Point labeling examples
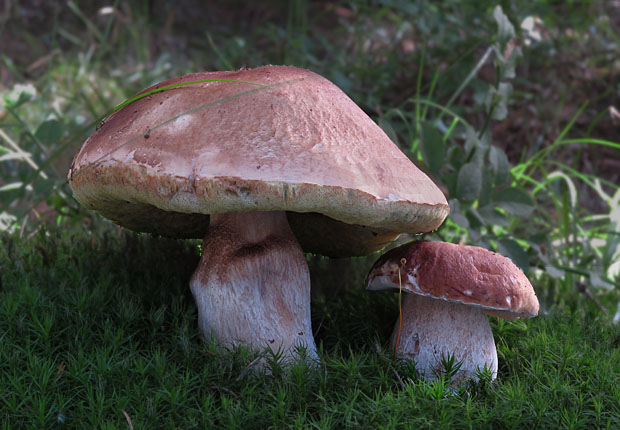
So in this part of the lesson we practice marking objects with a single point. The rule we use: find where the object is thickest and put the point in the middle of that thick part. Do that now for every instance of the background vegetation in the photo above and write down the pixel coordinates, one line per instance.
(512, 108)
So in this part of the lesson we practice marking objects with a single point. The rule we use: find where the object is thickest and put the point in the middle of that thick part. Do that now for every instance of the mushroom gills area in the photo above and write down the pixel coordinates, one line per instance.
(252, 285)
(435, 328)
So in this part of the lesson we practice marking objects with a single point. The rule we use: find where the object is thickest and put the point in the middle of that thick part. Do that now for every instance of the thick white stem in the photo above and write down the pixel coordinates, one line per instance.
(252, 286)
(433, 328)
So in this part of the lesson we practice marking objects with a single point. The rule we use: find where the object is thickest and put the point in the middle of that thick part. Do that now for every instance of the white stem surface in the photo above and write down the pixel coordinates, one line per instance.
(252, 286)
(434, 327)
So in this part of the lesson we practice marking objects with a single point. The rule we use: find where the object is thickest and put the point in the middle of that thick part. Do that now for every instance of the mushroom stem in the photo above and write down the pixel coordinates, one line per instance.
(433, 329)
(252, 285)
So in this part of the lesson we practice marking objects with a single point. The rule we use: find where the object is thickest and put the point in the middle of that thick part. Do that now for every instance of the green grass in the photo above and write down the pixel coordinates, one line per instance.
(98, 326)
(96, 323)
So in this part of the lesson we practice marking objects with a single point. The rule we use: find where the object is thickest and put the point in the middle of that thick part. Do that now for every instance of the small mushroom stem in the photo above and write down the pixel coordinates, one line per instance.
(252, 285)
(433, 329)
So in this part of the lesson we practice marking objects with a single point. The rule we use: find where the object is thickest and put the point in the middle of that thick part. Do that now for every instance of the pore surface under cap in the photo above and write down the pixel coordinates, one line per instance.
(457, 273)
(295, 142)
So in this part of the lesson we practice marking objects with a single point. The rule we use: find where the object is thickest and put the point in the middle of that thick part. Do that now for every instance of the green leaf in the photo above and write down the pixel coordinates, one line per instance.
(515, 200)
(432, 148)
(386, 126)
(496, 101)
(488, 177)
(554, 272)
(469, 182)
(499, 162)
(456, 215)
(511, 249)
(505, 29)
(49, 132)
(492, 216)
(597, 281)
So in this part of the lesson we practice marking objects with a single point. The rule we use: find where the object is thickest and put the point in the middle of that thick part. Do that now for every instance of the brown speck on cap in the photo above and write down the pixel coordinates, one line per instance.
(346, 187)
(457, 273)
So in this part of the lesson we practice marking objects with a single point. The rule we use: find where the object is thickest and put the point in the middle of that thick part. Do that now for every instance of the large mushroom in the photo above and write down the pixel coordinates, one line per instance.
(263, 164)
(450, 290)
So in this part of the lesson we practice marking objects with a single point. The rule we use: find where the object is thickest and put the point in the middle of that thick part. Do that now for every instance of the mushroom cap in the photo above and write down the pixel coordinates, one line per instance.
(267, 139)
(457, 273)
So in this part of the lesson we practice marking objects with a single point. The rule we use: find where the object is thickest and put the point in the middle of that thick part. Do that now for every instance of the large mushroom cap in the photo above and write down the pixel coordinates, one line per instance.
(457, 273)
(272, 138)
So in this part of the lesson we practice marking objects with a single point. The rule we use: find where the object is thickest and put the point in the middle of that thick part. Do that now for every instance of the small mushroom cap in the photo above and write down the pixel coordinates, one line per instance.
(457, 273)
(294, 142)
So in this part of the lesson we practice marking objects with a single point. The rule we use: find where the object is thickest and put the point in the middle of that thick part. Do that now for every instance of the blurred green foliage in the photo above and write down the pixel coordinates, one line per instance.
(441, 78)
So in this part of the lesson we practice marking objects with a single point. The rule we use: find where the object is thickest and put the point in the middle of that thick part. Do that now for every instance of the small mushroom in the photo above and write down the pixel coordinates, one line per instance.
(451, 289)
(263, 164)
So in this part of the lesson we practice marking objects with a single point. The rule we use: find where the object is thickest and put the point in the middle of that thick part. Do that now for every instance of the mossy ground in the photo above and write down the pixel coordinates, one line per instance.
(99, 331)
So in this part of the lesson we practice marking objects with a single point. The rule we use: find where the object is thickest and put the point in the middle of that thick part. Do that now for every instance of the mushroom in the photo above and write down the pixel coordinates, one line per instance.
(263, 164)
(451, 290)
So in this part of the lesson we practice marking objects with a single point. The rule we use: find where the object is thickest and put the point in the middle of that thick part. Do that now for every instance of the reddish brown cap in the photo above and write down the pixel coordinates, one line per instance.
(457, 273)
(271, 138)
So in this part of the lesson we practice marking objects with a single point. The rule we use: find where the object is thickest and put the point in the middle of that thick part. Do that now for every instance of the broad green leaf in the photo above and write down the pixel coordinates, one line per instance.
(515, 200)
(456, 215)
(499, 162)
(433, 147)
(554, 272)
(511, 249)
(49, 132)
(496, 101)
(469, 182)
(505, 29)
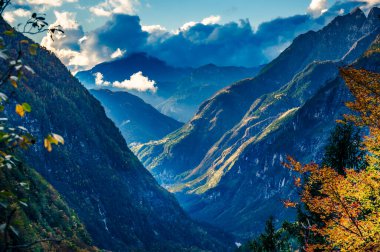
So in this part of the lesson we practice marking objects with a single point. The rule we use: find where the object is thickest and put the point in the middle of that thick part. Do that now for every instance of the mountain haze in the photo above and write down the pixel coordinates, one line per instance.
(119, 202)
(234, 178)
(138, 121)
(180, 91)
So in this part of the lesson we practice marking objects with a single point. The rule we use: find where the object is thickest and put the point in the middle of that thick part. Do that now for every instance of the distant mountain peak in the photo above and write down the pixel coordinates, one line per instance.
(357, 11)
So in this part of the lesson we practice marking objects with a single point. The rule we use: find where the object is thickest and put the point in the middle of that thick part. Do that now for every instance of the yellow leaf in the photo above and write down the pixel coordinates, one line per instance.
(47, 145)
(58, 138)
(20, 110)
(14, 83)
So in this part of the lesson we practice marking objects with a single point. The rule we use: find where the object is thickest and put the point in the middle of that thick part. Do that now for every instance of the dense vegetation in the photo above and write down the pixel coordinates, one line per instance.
(339, 200)
(119, 202)
(138, 121)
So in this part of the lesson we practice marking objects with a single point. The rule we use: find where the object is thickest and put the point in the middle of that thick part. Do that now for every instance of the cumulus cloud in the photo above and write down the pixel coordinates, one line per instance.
(110, 7)
(137, 82)
(206, 21)
(317, 7)
(52, 3)
(99, 80)
(118, 53)
(195, 44)
(11, 16)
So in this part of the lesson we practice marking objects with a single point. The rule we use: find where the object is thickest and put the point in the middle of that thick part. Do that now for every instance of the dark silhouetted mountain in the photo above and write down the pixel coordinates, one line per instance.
(234, 178)
(117, 199)
(44, 214)
(138, 121)
(180, 90)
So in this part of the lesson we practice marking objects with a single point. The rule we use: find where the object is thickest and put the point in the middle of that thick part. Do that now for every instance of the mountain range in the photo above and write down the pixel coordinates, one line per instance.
(119, 202)
(225, 164)
(180, 91)
(138, 121)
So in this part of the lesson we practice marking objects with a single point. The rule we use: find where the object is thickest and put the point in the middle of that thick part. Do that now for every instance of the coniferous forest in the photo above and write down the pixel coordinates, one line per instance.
(127, 125)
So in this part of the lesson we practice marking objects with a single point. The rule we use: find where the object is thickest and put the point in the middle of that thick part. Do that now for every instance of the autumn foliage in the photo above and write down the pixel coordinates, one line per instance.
(348, 204)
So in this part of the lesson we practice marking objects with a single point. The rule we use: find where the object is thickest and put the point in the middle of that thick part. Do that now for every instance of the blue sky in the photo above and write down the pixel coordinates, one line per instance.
(184, 33)
(172, 14)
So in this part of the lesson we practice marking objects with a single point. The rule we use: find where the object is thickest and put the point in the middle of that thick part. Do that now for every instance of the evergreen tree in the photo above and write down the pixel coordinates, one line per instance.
(345, 149)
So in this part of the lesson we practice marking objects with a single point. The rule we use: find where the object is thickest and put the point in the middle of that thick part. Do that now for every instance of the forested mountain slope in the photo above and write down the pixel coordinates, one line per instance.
(138, 121)
(120, 203)
(234, 177)
(180, 91)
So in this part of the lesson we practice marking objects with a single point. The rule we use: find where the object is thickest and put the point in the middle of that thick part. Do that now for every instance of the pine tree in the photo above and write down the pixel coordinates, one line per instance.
(345, 149)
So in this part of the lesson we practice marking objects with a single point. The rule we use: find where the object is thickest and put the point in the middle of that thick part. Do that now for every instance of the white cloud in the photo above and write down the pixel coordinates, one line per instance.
(118, 53)
(51, 3)
(110, 7)
(73, 48)
(153, 28)
(66, 19)
(211, 20)
(10, 16)
(137, 82)
(317, 7)
(99, 81)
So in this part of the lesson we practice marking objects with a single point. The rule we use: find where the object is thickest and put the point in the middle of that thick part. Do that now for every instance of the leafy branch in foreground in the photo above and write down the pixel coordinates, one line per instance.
(11, 138)
(348, 204)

- **PROBLEM DETAILS**:
What are the lines from the one with "of the forested" through the last line of the records above? Quote them exactly and add nothing.

- **RESULT OF THIS EXERCISE**:
So in this part of the lesson we practice marking objects with a single point. The rule we use: find where the object is thickest and put the point in the middle of that thick part. Do that now for every instance of the forested mountain slope in the photo above and write down the pixel coordinates, one line per instance.
(138, 121)
(120, 203)
(234, 177)
(180, 91)
So in this part of the lesson we practice marking objects with a single point. The rule we use: find where the object is thickest and put the point in the middle of that thick part. Do that now for every instance of the pine tree in the photo above and write down the pixel coordinates, one line per instance.
(345, 149)
So in this part of the lesson we practice marking objects with a single point. The rule we use: find where the object is thickest and put the point in the middle of that thick part. Do that now for every instance of the white cloud in the photo above and write down the pixel coordinates, one line per instance.
(118, 53)
(51, 3)
(110, 7)
(73, 48)
(153, 28)
(66, 19)
(211, 20)
(10, 16)
(137, 82)
(317, 7)
(99, 81)
So in this part of the lesson we practice marking objects with a single point. The rule we use: find where the object is thickest and put the point in the middle of that thick part. Do that now for every instance of the leafy branch in foreground in the photo above and write down the pixel coordinates, one line per instance.
(11, 138)
(348, 204)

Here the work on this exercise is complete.